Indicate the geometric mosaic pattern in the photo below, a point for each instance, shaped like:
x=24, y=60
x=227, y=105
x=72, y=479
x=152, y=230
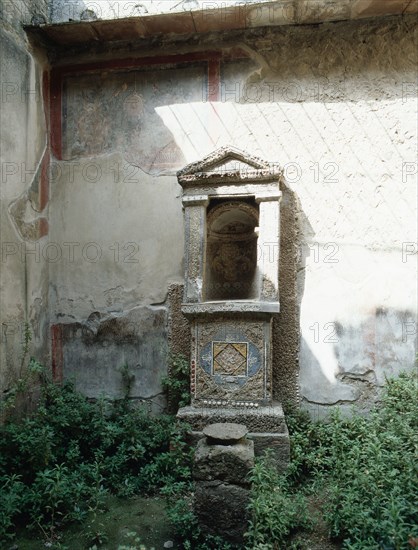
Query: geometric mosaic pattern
x=230, y=358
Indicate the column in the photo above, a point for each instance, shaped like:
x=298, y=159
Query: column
x=195, y=236
x=269, y=245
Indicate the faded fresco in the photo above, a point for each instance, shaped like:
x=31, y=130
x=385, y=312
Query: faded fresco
x=108, y=112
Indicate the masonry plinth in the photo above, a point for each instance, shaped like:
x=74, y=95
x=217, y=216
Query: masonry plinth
x=232, y=220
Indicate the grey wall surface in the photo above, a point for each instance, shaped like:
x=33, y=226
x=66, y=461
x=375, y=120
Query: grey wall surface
x=24, y=271
x=334, y=105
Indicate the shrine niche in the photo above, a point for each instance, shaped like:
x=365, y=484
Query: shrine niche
x=231, y=251
x=231, y=206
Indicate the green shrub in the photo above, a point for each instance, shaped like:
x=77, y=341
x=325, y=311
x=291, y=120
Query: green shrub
x=372, y=497
x=177, y=383
x=365, y=468
x=59, y=463
x=275, y=510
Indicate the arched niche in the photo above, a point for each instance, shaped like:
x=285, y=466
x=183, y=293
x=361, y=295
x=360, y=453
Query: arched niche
x=231, y=250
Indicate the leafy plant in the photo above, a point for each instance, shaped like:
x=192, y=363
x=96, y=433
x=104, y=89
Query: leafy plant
x=177, y=383
x=58, y=464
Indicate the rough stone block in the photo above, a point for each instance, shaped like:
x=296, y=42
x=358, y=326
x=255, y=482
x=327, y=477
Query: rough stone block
x=222, y=509
x=229, y=463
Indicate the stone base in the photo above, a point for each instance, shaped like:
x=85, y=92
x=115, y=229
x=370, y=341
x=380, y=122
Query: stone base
x=267, y=427
x=221, y=509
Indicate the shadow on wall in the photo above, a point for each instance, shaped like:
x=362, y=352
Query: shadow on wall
x=351, y=364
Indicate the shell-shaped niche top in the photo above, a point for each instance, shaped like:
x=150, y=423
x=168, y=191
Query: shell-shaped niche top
x=228, y=165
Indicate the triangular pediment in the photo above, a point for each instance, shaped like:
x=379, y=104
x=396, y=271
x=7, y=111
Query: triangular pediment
x=226, y=163
x=224, y=158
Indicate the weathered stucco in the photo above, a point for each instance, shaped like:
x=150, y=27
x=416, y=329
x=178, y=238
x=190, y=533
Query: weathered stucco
x=23, y=227
x=335, y=105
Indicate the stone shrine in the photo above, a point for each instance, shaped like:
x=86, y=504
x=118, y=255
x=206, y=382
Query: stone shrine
x=232, y=220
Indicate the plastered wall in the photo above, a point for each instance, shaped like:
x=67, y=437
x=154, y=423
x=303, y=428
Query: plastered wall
x=24, y=196
x=335, y=105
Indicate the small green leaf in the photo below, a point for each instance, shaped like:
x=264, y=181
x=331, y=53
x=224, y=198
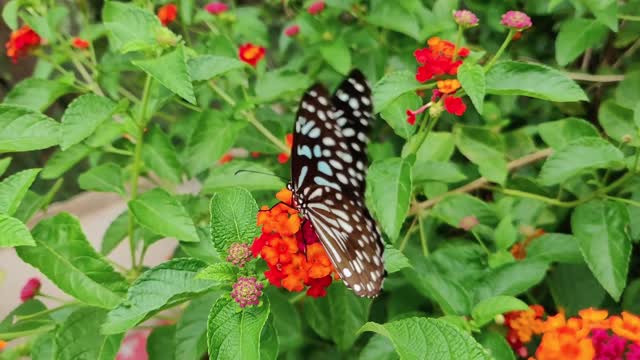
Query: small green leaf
x=171, y=71
x=82, y=118
x=221, y=272
x=66, y=257
x=106, y=178
x=206, y=67
x=389, y=183
x=428, y=339
x=533, y=80
x=580, y=156
x=471, y=78
x=576, y=36
x=234, y=333
x=161, y=213
x=233, y=218
x=161, y=287
x=600, y=227
x=22, y=129
x=14, y=233
x=14, y=188
x=487, y=309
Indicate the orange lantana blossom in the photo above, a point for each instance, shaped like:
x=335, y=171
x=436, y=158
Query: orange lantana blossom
x=291, y=249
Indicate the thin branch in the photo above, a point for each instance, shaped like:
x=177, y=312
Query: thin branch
x=482, y=181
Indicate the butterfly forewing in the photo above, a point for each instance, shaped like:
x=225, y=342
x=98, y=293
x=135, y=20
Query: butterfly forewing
x=329, y=163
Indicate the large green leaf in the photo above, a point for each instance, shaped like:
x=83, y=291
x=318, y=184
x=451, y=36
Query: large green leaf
x=233, y=333
x=207, y=67
x=428, y=339
x=160, y=156
x=233, y=218
x=580, y=156
x=65, y=256
x=338, y=316
x=22, y=129
x=83, y=116
x=36, y=94
x=14, y=188
x=600, y=227
x=576, y=36
x=389, y=182
x=257, y=177
x=160, y=212
x=533, y=80
x=14, y=233
x=79, y=337
x=171, y=71
x=161, y=287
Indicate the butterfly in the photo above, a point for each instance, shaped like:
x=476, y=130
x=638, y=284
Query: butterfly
x=328, y=169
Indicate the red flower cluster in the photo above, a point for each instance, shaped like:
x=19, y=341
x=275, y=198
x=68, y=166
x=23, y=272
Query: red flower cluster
x=291, y=249
x=20, y=42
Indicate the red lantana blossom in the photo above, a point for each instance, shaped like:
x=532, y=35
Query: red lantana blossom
x=21, y=42
x=167, y=14
x=251, y=54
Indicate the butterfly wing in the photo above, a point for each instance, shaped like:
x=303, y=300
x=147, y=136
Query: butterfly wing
x=329, y=163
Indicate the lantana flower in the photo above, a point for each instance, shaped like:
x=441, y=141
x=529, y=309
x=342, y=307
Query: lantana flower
x=21, y=42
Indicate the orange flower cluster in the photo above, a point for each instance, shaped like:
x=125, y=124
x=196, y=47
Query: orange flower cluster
x=21, y=42
x=291, y=249
x=583, y=337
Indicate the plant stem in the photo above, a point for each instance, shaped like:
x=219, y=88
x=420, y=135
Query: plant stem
x=502, y=48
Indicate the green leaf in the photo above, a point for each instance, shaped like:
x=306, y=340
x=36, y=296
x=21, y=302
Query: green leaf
x=559, y=133
x=161, y=213
x=201, y=151
x=580, y=156
x=600, y=227
x=453, y=208
x=130, y=27
x=428, y=339
x=234, y=333
x=14, y=233
x=471, y=78
x=533, y=80
x=22, y=129
x=106, y=177
x=394, y=259
x=275, y=84
x=83, y=116
x=391, y=87
x=224, y=176
x=191, y=329
x=161, y=343
x=487, y=309
x=484, y=148
x=221, y=272
x=233, y=218
x=66, y=257
x=79, y=337
x=576, y=36
x=160, y=156
x=36, y=94
x=389, y=182
x=172, y=72
x=395, y=114
x=618, y=122
x=336, y=53
x=14, y=188
x=158, y=288
x=561, y=248
x=61, y=161
x=338, y=316
x=206, y=67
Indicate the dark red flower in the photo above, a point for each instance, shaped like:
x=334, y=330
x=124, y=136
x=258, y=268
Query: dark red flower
x=454, y=105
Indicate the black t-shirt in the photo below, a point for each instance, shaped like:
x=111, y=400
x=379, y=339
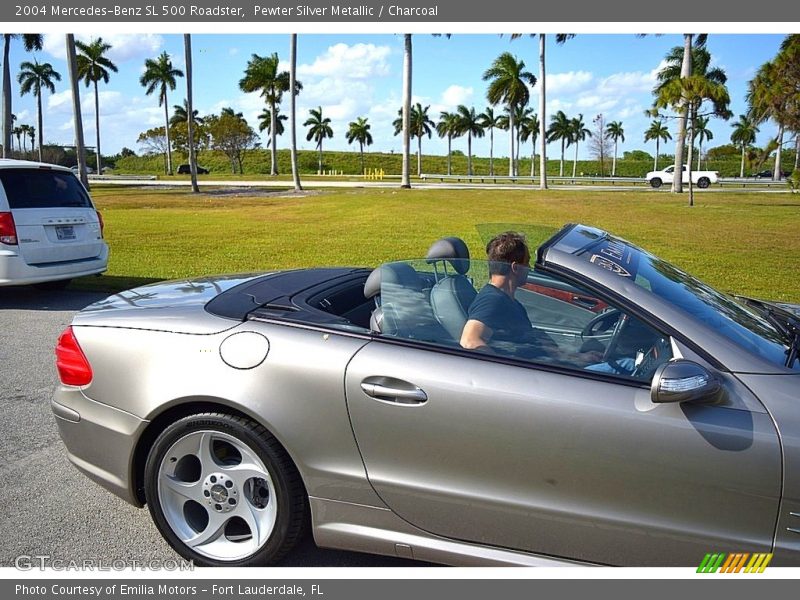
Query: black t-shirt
x=513, y=333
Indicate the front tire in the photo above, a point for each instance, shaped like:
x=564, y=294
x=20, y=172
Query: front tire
x=223, y=492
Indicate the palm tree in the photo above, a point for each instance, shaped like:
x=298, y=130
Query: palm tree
x=189, y=111
x=469, y=123
x=319, y=129
x=702, y=133
x=292, y=108
x=560, y=129
x=448, y=127
x=262, y=75
x=17, y=131
x=31, y=41
x=561, y=38
x=490, y=121
x=693, y=91
x=160, y=75
x=93, y=67
x=529, y=130
x=265, y=123
x=578, y=133
x=420, y=125
x=658, y=132
x=769, y=96
x=77, y=118
x=180, y=112
x=744, y=134
x=359, y=132
x=508, y=85
x=615, y=132
x=34, y=77
x=405, y=113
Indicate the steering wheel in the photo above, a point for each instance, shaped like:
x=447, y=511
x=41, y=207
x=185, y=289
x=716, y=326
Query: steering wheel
x=601, y=323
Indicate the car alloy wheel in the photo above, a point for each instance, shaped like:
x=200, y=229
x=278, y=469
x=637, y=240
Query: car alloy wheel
x=223, y=492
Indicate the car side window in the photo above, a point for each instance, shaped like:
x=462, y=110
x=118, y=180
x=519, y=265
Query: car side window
x=589, y=333
x=558, y=322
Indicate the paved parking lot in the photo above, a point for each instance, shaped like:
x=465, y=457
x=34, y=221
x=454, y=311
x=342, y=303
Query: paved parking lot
x=49, y=508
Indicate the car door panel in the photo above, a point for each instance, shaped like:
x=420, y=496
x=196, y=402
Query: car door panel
x=553, y=463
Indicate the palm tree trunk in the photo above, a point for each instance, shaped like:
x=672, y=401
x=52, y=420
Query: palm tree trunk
x=686, y=71
x=406, y=175
x=542, y=119
x=419, y=155
x=741, y=170
x=450, y=154
x=166, y=131
x=292, y=105
x=187, y=48
x=96, y=127
x=655, y=162
x=6, y=97
x=510, y=141
x=614, y=163
x=533, y=158
x=776, y=172
x=273, y=153
x=72, y=65
x=469, y=153
x=575, y=162
x=491, y=150
x=39, y=122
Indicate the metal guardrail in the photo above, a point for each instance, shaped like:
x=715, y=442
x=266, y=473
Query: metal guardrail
x=725, y=181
————
*What is required*:
Reproduce the lines of the records above verbatim, starting at the line that contains "Indicate the lantana" and ending at the line that contains "x=502, y=48".

*Reply*:
Indicate the lantana flower in the photo above, a point for each instance, shaped like:
x=441, y=141
x=529, y=309
x=342, y=307
Query: lantana flower
x=21, y=42
Indicate the orange flower cluster in the photo above, a point for each instance, shaped like:
x=125, y=124
x=196, y=47
Query: orange flower cluster
x=21, y=42
x=291, y=249
x=583, y=337
Indicate the plant stem in the photo above, a point for each instance, shaped like:
x=219, y=88
x=420, y=135
Query: plant stem
x=502, y=48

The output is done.